TEXT EXCERPT:
****************************************

The first system causes this high-performance power supply to only run at 73% to 81% efficiency, depending on input voltage. Obviously, there's absolutely no need for a 900W power supply if you're running this type of computer.
The midrange system looks quite a bit better, allowing the PSU to run at 80% to 88% efficiency, although the latter only occurs at maximum load. Considering the vast majority of systems rarely run at 100% load most of the time, real-world efficiency will average closer to 82%. Office work and Internet surfing in particular will be at that level.
For the third system, a 900W power supply actually might start to make sense. It's still more than you need, but having a bit of extra room to grow isn't a bad idea. This system idles at over 300W, so it achieves a minimum 86% efficiency with 120VAC. When running a game or other demanding task, the PSU is finally able to reach its potential and provide 89% efficiency with 230VAC (or 87.5% with 120VAC).
The quick summary then is that if you don't have a system that uses 350W of power when idle, it's probably not worthwhile to purchase this type of power supply. Our high-end sample system more or less meets this qualification, and if you were to take such a system and overclock it, these high-end power supplies are actually required. The 8800 Ultra is one of the most demanding graphics cards currently available; however, the GTX 280 appears to require even more power, making that another candidate for this sort of PSU. (Unfortunately, our power supply testing labs didn't have the latest GPUs available for testing.)

****************************************

DESCRIPTION OF THE TASK: Quote the stretch of the power supply efficiency text from "The first system" through "at that level.".

****************************************

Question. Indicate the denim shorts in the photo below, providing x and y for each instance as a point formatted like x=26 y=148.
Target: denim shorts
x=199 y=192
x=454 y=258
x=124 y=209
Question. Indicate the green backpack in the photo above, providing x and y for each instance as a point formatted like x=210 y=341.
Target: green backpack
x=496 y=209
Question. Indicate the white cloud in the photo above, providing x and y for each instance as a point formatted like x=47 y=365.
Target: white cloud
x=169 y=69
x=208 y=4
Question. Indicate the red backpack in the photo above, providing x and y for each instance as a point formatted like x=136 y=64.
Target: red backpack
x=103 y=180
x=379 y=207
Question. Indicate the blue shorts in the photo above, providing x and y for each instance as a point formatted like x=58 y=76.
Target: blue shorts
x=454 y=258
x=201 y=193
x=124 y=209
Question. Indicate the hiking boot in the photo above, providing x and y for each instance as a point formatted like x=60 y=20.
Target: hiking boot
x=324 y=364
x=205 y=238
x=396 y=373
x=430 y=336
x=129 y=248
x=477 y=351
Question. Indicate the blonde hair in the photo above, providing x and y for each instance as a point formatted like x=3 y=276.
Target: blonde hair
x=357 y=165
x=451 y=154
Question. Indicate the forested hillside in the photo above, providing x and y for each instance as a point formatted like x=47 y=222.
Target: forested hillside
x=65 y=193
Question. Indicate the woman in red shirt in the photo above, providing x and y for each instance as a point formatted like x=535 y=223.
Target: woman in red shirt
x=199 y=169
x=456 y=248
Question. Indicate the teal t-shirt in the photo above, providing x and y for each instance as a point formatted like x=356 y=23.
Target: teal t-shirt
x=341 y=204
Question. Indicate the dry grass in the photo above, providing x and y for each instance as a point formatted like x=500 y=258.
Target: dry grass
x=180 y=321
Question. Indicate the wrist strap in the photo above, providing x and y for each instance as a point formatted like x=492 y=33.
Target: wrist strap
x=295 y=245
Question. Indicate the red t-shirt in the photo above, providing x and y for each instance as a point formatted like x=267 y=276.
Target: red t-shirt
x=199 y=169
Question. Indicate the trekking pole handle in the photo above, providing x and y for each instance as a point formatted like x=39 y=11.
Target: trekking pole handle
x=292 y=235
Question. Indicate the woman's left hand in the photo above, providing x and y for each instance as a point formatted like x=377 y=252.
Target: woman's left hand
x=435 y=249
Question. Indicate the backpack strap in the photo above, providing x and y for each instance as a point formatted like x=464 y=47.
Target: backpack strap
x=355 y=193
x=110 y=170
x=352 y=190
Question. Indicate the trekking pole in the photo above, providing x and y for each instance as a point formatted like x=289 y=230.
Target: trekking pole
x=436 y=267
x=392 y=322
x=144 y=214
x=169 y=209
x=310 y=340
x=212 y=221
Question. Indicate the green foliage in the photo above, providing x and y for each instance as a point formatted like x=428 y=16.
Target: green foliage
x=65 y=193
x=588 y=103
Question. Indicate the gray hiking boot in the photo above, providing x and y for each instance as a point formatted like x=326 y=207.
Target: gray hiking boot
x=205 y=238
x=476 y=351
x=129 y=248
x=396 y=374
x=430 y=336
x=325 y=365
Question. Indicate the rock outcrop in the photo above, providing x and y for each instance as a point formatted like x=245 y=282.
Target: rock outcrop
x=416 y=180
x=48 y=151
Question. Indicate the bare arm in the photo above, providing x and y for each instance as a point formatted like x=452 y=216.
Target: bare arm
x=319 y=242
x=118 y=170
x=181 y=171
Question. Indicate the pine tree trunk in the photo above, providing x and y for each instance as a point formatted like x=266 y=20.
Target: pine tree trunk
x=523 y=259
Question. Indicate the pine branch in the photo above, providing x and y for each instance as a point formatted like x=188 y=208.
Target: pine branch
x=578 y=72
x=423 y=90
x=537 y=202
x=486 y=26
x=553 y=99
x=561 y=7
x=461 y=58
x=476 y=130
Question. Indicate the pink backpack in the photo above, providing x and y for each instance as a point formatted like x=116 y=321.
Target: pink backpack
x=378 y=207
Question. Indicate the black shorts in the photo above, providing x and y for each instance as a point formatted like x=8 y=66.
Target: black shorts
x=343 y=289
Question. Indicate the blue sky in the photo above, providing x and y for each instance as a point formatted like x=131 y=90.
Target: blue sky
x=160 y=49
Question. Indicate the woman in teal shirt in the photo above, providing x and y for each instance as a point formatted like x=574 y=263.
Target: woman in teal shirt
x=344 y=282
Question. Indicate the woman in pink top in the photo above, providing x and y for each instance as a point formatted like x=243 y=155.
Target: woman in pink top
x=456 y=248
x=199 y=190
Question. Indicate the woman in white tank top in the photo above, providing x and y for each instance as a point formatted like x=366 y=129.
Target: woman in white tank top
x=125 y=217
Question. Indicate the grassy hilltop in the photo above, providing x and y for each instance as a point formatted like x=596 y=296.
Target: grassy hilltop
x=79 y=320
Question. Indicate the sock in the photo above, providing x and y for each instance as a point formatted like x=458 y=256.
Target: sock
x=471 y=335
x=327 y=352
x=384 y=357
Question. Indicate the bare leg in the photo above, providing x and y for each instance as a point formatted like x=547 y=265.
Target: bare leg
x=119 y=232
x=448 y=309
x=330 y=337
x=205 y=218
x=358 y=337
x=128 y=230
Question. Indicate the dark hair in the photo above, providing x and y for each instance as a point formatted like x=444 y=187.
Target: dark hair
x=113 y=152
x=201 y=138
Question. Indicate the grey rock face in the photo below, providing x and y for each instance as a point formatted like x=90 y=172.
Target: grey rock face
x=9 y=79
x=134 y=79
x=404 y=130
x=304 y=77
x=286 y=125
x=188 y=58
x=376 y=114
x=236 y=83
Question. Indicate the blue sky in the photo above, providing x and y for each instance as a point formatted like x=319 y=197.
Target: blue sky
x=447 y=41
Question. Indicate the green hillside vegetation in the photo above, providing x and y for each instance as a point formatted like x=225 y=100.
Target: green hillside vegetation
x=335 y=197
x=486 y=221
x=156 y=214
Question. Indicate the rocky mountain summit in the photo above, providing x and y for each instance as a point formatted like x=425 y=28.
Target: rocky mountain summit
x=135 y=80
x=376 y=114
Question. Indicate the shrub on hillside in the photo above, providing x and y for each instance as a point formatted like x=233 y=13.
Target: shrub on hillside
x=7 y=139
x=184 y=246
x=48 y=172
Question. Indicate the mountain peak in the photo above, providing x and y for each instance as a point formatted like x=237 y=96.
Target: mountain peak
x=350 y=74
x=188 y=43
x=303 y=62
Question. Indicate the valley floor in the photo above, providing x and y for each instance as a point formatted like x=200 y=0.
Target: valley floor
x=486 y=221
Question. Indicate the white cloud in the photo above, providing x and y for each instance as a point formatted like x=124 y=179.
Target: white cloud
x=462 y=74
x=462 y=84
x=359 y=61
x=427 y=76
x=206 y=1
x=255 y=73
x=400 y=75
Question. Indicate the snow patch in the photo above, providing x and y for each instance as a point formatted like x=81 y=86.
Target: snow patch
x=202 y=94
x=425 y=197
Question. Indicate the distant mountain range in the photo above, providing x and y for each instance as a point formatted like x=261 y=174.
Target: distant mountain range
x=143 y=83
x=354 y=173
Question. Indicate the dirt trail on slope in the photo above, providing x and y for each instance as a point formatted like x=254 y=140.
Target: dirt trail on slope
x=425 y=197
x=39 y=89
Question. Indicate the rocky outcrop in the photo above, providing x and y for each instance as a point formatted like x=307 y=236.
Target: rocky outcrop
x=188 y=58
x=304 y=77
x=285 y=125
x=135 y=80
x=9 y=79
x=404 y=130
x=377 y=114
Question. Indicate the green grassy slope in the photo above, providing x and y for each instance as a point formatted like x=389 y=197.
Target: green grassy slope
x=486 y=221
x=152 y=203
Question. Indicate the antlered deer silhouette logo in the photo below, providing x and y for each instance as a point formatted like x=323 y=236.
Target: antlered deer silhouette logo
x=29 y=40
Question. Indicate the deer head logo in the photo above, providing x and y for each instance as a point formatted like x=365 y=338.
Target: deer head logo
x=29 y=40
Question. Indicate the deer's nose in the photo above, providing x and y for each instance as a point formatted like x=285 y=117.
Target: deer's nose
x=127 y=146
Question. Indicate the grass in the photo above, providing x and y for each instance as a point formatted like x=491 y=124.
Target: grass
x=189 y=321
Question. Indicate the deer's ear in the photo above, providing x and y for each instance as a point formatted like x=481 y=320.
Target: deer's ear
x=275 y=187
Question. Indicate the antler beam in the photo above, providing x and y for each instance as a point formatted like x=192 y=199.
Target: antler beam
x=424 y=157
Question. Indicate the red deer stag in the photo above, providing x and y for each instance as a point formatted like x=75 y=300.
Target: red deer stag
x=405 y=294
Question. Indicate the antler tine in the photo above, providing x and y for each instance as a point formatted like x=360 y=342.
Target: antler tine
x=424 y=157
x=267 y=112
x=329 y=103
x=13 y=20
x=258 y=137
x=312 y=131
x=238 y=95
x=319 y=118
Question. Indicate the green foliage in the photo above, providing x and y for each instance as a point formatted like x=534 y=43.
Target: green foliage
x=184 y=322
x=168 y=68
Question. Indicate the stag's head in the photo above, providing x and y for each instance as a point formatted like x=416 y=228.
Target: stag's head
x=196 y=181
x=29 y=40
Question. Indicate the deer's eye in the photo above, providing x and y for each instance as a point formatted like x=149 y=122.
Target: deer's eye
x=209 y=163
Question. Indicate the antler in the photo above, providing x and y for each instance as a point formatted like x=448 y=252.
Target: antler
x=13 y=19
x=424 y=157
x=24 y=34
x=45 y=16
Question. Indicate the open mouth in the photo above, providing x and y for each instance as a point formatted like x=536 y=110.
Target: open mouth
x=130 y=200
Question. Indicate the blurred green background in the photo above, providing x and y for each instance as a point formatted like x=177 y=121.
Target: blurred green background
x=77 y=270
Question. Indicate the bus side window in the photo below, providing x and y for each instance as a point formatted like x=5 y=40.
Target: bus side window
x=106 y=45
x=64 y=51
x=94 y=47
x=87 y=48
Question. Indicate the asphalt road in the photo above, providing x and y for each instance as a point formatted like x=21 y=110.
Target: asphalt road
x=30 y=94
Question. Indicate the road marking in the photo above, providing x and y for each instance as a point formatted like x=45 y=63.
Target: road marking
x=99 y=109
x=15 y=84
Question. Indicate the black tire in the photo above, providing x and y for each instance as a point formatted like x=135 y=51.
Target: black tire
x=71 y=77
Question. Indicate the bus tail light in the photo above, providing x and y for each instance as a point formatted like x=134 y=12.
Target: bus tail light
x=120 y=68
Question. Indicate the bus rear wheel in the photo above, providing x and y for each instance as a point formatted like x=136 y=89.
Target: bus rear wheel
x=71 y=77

****************************************

TASK ANSWER:
The first system causes this high-performance power supply to only run at 73% to 81% efficiency, depending on input voltage. Obviously, there's absolutely no need for a 900W power supply if you're running this type of computer.
The midrange system looks quite a bit better, allowing the PSU to run at 80% to 88% efficiency, although the latter only occurs at maximum load. Considering the vast majority of systems rarely run at 100% load most of the time, real-world efficiency will average closer to 82%. Office work and Internet surfing in particular will be at that level.